Jean Leclair, professeur à la Faculté de droit de l’UdeM et 31 autres signataires.
Le projet de loi élaboré par la direction de l’Université de Montréal afin de reconfigurer radicalement sa loi constitutive et de redéfinir la vocation même de cette institution a été unanimement dénoncé par l’assemblée de la faculté de droit de l’UdeM*. Puisque la pilule qu’on destine à notre université sera fort probablement administrée aux autres institutions universitaires du Québec dans un avenir plus ou moins rapproché, il paraît essentiel de dénoncer ce qui se dissimule derrière le jargon juridique du projet de loi.
Au-delà des défectuosités de nature juridique, notre opposition à la réforme proposée tient au fait qu’afin de régler des problèmes d’efficience administrative (dont personne ne nie l’existence), le projet entend transférer à un pouvoir exécutif dominé par des représentants dits « externes » à l’Université la part du lion sur le plan décisionnel. Malgré sa radicalité, l’érosion des pouvoirs des instances locales (décanats, directions de départements, assemblées facultaires et départementales, conseils de faculté) semble la seule solution possible aux yeux des promoteurs du projet. Pour ne donner qu’un exemple, si le projet est adopté, le doyen ne dirigera plus les études et l’administration de sa faculté, il veillera à son bon fonctionnement sous l’autorité du recteur ou d’une personne désignée.

> [Tâche demandée]
Pouvez-vous reprendre le texte d'opinion ci-dessus sur le projet de loi de l'Université de Montréal et le poursuivre après sa dernière phrase ?

> [Lignes répertoriées]
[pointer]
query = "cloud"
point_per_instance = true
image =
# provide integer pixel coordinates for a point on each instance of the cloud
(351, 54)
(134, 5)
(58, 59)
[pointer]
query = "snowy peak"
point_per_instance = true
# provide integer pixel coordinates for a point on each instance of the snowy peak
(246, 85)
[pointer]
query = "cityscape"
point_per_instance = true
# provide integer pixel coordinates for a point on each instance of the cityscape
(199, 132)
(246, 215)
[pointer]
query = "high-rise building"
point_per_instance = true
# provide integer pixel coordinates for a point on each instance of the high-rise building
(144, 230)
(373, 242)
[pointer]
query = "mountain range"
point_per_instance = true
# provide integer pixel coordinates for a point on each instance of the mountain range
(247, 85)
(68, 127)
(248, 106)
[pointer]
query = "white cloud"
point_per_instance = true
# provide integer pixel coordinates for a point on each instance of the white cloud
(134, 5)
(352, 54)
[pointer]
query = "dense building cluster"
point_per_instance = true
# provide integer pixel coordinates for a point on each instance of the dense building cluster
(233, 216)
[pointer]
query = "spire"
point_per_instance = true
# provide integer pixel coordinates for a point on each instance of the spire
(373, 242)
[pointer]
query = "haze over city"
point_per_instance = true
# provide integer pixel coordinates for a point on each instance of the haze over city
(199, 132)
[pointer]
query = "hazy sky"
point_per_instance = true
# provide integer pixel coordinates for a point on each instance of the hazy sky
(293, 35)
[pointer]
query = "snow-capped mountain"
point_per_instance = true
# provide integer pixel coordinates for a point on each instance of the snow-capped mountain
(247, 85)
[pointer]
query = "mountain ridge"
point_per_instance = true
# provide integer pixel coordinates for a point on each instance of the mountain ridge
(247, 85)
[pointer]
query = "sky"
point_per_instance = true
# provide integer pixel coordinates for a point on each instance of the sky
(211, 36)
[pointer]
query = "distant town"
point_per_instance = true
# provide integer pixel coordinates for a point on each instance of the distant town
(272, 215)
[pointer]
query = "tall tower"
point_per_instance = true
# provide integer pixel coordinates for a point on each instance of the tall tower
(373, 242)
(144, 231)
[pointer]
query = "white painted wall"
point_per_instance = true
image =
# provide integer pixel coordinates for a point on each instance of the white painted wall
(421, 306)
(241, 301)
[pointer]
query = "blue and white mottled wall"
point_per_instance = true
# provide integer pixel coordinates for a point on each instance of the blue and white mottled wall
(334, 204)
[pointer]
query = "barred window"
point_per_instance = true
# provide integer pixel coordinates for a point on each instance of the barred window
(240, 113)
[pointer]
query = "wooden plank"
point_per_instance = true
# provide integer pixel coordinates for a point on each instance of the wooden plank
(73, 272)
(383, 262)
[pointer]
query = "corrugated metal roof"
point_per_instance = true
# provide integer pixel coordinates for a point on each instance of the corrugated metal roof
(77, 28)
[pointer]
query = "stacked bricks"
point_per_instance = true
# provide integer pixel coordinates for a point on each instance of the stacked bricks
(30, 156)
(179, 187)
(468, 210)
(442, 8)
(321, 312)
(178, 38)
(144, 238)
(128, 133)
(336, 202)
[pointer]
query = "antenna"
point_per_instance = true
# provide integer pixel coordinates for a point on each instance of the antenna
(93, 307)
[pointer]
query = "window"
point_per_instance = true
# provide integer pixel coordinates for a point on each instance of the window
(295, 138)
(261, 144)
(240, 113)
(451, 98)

> [Résultat ci-dessous]
Au cœur de cette réforme loge l’idée que c’est en dépossédant la communauté universitaire du pouvoir qu’elle a de se penser elle-même qu’on ramènera l’efficacité au sein de l’institution.
Les décisions les plus fondamentales sur ce qu’est une université et sur sa fonction relèveront dorénavant en majorité de personnes pour qui les professeurs d’université et les doyens de faculté sont de simples employés. C’est oublier que les professeurs, les étudiants et autres membres de la communauté sont l’université, qu’ils sont au service non pas des entreprises ou d’autres corporatismes cherchant un bénéfice immédiat, mais au service de la communauté du Québec d’aujourd’hui et de demain.
Si l’on bride la communauté universitaire entendue dans son sens large, on mettra à mal une autonomie qui, à l’échelle occidentale, a mis quelque 900 ans à se construire et à s’imposer pour le plus grand bénéfice de tous. Compte tenu de l’importance de l’enjeu, on se serait attendu à plus de transparence de la part des promoteurs du projet de loi au sujet de l’étendue des impacts de cette réforme sur la vocation même de l’institution universitaire.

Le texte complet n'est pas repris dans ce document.